== Text ==
----------
So there has been a zero-based review done of Stanton, but what happens is it doesn’t show you where the change has to be, it just shows you where the money is going to go. So the drill-down in both, Stanton is ahead of this, has been where is the actual money being spent, where do we see the system offloading and creating that deficit, because the money actually hasn’t been realigned since 1998 and the way we are delivering health care in the Northwest Territories has changed and the movement of patients.
So some of the things we have done, a specialists review, we started that with Stanton but we found out that specialists are being used by some of the other authorities, and some of the use of those specialists might be avoided if we look at how we better utilize the specialists at Stanton, so that is both what are the real services we must and need to apply here.
There has not been a business case come forward, so again the specialists have, I think there are at least 10 specialists that have been added to over time without the funding, because the business case wasn’t made. Those specialties are not nice to have, they are actually must haves to run the kind of acute system we have. The specialist review is now looking at so what about the other specialists. For example, we have used a specialists model at Beaufort-Delta and we may be able to save costs and efficiency by marrying that better with Stanton and looking at a general practitioner model where they have the ticket and that is done in many rural and remote areas. So it is not just what is the actual funding required but what is the funding and how do we find that internally by better use of resources.
The same thing with the physician model. If you see the physician resources and a territorial resource as opposed to authority by authority, you can actually expand the use of nurse practitioners. This is where the Territorial Support Network and the use of electronics to maximize that use is coming in. When you are in the health system, you have to have the key decision-makers and providers lined up, and a lot of the work was rejigging and realigning the medical directors forum and getting them back into the leadership piece. The other professions have to follow suit, but that was a major piece of it because the medical leaders have to take leadership around the number of labs, the number of tests, the kinds of things that both the locums and general practitioners are doing. So they have looked at
standardization of referrals, clinical screening guidelines, all of which brings efficiency and patient safety and quality into it. Some of the other things have been what is a better way of covering off, how do you manage your ORs. You have greater efficiency in large hospitals, but even looking at the amount of time to turn over an OR and is there a way of increasing that. So we’ve looked. Hay River can turn it around fast. How can we bring that over into Stanton and Beaufort-Delta? Some of it is equipment sterilization. Some of it is manpower and how we better utilize them. So your efficiencies are less about deficit but they’ve hit that cost curve on deficit because of the ongoing increase in need. So it’s everything from staffing mix, how are we using our specialists, what kind of programs are in each authority, and can we do that as a system better. Quite frankly, over time there have been a lot of services that are managed by those authorities currently in deficit or close to -- I would throw Yellowknife Health and Social Services into that -- and how do you align where you have a surplus. Part of that has been that those services can’t be and won’t be provided in those authorities so how do you have the dollars basically flow with the patient?
----------
[Source data]
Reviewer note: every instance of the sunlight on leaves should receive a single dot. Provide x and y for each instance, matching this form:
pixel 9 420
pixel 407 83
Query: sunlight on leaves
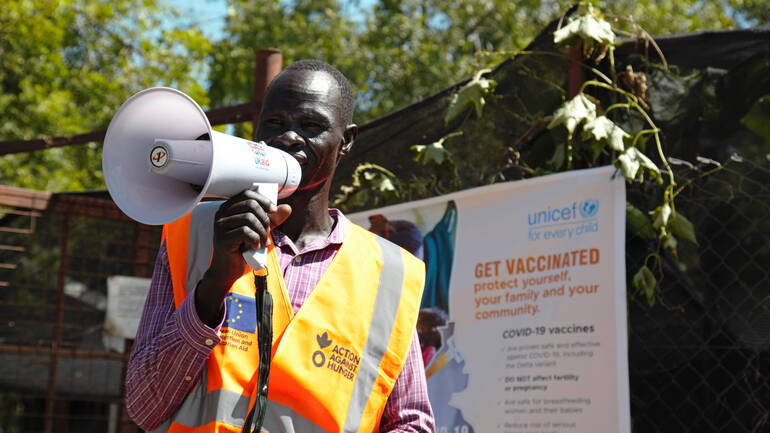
pixel 574 112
----------
== Activity ==
Decide whether each statement below agrees with the text on health system funding, answering yes or no and quoting the words of the text that settle it. (a) The money has not been realigned since 1998. (b) A business case was made for the specialists added over time. (c) Beaufort-Delta is named as able to turn an OR around fast.

== Response area ==
(a) Yes: "the money actually hasn’t been realigned since 1998"
(b) No: "because the business case wasn’t made"
(c) No: "Hay River can turn it around fast."